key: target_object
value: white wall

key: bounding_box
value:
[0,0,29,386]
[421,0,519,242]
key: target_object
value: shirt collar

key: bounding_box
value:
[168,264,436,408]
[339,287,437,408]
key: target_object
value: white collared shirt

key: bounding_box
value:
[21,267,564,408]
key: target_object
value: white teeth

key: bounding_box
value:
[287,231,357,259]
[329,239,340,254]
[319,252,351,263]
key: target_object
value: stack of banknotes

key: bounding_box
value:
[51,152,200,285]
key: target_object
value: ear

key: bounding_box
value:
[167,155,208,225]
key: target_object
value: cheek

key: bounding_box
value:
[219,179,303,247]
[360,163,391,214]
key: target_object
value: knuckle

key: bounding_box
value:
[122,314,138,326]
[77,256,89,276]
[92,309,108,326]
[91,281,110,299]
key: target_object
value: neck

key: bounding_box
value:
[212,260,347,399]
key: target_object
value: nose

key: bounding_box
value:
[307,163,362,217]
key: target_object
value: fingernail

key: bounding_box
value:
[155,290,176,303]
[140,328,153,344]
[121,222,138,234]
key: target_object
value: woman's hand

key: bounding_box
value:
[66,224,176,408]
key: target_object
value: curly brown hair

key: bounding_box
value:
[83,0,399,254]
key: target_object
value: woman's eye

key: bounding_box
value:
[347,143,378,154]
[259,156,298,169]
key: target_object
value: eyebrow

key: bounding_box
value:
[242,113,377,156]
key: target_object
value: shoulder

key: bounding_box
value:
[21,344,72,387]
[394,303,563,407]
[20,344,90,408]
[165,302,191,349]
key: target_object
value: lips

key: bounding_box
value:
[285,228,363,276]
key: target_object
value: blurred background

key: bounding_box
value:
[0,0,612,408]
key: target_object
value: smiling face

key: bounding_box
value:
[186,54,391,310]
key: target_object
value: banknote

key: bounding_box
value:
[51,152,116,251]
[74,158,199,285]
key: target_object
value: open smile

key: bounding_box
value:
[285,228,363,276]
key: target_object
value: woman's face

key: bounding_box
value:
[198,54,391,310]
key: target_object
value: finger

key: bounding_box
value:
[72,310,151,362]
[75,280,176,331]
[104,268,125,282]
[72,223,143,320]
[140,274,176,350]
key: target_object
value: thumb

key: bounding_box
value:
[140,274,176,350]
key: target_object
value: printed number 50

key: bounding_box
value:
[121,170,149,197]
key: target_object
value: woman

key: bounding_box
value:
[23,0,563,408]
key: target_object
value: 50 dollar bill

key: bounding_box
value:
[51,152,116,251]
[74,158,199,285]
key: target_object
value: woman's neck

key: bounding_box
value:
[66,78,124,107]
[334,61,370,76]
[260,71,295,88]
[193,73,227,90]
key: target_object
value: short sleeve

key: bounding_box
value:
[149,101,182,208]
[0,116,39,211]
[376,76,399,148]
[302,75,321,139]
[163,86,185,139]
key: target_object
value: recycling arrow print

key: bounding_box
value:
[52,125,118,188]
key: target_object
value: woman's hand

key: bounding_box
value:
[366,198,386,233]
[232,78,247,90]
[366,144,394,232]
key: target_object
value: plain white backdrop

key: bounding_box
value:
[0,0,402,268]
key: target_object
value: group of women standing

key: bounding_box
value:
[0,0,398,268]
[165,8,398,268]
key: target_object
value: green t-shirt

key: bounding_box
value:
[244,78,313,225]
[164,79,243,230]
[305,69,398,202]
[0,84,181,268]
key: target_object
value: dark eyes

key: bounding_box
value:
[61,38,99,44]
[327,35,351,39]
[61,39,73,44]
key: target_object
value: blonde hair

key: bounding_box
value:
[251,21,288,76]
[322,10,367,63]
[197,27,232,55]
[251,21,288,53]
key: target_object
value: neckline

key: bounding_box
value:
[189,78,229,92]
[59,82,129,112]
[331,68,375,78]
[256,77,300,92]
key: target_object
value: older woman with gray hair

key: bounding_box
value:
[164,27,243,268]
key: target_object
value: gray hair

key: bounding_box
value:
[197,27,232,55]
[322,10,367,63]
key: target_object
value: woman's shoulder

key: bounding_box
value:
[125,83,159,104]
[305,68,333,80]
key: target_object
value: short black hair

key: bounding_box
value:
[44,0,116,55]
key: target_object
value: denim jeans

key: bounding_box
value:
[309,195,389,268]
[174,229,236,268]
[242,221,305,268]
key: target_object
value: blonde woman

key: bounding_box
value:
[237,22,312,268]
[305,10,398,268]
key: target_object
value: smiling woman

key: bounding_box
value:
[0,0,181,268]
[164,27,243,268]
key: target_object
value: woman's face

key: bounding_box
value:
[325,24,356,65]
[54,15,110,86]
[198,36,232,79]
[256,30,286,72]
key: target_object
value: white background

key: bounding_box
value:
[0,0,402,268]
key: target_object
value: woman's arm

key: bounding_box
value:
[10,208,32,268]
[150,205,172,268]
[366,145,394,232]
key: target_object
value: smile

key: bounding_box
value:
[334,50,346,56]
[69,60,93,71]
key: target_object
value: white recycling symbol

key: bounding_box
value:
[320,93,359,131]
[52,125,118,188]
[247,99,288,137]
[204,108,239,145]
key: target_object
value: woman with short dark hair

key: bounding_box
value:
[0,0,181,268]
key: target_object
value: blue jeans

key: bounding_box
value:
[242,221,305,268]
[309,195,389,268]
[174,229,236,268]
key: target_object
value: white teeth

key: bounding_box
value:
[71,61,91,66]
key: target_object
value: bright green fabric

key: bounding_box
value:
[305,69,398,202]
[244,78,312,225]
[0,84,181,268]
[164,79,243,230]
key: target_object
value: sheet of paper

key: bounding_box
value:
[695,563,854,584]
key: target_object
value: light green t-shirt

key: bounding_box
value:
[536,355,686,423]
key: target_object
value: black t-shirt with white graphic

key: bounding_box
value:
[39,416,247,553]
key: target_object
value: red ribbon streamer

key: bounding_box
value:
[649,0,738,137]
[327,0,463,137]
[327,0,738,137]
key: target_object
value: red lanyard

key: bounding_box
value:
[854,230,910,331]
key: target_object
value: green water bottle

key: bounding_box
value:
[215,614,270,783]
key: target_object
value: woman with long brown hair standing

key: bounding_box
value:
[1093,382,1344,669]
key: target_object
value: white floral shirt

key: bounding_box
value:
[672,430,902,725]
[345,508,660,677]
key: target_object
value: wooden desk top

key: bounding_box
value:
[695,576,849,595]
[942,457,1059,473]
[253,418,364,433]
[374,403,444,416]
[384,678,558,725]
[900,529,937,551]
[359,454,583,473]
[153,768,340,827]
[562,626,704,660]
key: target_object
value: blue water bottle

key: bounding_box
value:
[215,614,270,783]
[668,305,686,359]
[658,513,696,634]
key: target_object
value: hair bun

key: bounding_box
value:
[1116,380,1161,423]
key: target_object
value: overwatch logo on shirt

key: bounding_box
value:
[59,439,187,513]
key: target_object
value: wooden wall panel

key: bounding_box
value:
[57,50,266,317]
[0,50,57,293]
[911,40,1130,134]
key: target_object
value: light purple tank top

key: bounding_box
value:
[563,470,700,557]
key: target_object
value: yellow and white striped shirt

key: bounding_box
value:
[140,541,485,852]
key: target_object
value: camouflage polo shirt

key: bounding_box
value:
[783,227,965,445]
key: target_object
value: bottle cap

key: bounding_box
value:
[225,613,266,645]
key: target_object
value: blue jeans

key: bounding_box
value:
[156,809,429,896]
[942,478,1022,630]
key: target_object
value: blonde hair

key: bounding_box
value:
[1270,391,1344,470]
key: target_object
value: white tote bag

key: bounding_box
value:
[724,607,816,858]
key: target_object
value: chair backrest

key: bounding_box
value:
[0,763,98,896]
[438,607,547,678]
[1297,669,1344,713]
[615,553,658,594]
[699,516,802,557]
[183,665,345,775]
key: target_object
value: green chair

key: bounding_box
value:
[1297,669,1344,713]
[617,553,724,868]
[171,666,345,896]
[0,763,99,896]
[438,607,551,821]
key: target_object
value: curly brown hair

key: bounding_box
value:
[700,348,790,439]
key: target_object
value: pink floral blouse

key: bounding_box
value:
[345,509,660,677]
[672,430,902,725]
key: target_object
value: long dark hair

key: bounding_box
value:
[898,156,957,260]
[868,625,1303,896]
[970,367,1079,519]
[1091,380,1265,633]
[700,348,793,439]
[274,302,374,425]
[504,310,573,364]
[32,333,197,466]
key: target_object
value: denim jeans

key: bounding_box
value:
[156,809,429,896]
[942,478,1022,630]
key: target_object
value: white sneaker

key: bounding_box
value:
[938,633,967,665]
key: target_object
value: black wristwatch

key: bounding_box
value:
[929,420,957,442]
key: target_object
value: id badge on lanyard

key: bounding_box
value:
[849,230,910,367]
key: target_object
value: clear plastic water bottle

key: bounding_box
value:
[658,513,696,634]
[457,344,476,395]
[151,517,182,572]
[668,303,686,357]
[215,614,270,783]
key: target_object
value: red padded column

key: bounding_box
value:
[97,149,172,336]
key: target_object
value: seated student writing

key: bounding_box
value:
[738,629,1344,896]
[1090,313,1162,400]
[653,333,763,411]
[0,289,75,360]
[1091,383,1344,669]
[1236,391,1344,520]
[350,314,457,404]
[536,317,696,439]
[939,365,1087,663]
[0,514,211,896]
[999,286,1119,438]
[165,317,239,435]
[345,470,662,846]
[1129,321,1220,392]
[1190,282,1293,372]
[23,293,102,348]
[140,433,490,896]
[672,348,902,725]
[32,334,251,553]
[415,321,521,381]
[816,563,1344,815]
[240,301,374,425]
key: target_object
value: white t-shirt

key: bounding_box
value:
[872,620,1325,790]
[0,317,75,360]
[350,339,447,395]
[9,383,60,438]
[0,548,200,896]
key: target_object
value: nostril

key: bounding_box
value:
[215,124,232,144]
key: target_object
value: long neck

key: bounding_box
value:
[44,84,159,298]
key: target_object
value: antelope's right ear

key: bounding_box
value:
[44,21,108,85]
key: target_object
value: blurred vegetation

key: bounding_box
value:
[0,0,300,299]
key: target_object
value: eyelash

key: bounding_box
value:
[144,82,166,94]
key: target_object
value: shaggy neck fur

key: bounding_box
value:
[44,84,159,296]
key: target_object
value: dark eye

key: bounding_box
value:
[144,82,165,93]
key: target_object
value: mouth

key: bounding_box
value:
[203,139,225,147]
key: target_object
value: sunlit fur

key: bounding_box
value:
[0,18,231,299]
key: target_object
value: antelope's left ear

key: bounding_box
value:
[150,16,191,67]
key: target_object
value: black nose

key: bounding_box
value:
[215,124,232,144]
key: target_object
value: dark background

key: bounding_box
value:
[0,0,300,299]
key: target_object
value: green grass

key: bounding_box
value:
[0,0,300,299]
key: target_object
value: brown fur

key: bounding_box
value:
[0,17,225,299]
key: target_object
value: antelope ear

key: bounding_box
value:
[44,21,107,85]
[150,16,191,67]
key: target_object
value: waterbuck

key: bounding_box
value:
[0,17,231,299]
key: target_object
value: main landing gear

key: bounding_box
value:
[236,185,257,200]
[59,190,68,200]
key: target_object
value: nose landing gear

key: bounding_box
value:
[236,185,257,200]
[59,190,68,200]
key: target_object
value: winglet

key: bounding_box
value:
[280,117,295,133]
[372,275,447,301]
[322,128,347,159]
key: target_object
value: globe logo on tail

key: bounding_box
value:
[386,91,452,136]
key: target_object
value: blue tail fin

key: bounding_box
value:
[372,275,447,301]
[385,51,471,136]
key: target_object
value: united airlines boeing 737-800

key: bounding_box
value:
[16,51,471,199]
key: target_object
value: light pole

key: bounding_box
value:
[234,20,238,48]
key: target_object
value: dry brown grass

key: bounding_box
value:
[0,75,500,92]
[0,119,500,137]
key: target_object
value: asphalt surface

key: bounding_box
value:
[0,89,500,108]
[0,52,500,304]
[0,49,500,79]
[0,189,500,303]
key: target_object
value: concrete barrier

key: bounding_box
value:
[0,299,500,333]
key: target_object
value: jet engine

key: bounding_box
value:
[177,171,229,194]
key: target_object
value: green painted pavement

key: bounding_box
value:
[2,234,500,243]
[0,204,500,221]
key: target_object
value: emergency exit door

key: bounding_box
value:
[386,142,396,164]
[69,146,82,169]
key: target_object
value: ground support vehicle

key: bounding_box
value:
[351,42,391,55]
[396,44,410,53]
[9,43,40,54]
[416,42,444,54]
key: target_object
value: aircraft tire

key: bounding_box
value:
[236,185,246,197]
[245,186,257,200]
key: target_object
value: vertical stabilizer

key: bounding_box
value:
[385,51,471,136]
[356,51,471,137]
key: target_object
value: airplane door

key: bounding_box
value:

+===+

Alıştırma Yönergesi => Kayıtların başından "[91,281,110,299]" ifadesini içeren satıra kadar uzanan bölümü, iki ucu da dahil ederek, "Sıra" ve "Satır" sütunlarından oluşan bir Markdown tablosu olarak biçimlendirin. Boş satırları tabloya almayın.

Çözüm =>
| Sıra | Satır |
|---|---|
| 1 | key: target_object |
| 2 | value: white wall |
| 3 | key: bounding_box |
| 4 | value: |
| 5 | [0,0,29,386] |
| 6 | [421,0,519,242] |
| 7 | key: target_object |
| 8 | value: shirt collar |
| 9 | key: bounding_box |
| 10 | value: |
| 11 | [168,264,436,408] |
| 12 | [339,287,437,408] |
| 13 | key: target_object |
| 14 | value: white collared shirt |
| 15 | key: bounding_box |
| 16 | value: |
| 17 | [21,267,564,408] |
| 18 | key: target_object |
| 19 | value: white teeth |
| 20 | key: bounding_box |
| 21 | value: |
| 22 | [287,231,357,259] |
| 23 | [329,239,340,254] |
| 24 | [319,252,351,263] |
| 25 | key: target_object |
| 26 | value: stack of banknotes |
| 27 | key: bounding_box |
| 28 | value: |
| 29 | [51,152,200,285] |
| 30 | key: target_object |
| 31 | value: ear |
| 32 | key: bounding_box |
| 33 | value: |
| 34 | [167,155,208,225] |
| 35 | key: target_object |
| 36 | value: cheek |
| 37 | key: bounding_box |
| 38 | value: |
| 39 | [219,179,303,247] |
| 40 | [360,163,391,214] |
| 41 | key: target_object |
| 42 | value: knuckle |
| 43 | key: bounding_box |
| 44 | value: |
| 45 | [122,314,138,326] |
| 46 | [77,256,89,276] |
| 47 | [92,309,108,326] |
| 48 | [91,281,110,299] |